*** Dataset extract Section Begins ***
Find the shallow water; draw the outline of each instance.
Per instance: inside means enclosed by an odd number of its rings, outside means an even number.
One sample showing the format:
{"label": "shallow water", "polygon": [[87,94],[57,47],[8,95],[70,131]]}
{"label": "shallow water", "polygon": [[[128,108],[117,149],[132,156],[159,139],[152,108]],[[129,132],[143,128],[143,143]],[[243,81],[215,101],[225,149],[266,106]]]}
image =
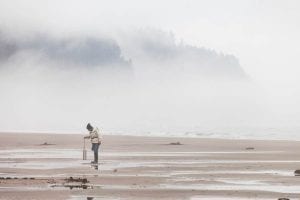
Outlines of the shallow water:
*** Dataset extract Section Ends ***
Pictures omitted, give the entries again exactly.

Find the shallow water; draw the outline of each instance.
Per instance: inside means enclosed by an odd number of its rings, outside means an even number.
One sample showing the format:
{"label": "shallow water", "polygon": [[87,94],[57,47],[8,95],[70,131]]}
{"label": "shallow water", "polygon": [[[128,108],[117,149],[132,156],[159,139],[152,108]],[[129,132],[143,128],[143,143]],[[243,81],[215,101],[225,149],[266,106]]]}
image =
Outlines of the shallow water:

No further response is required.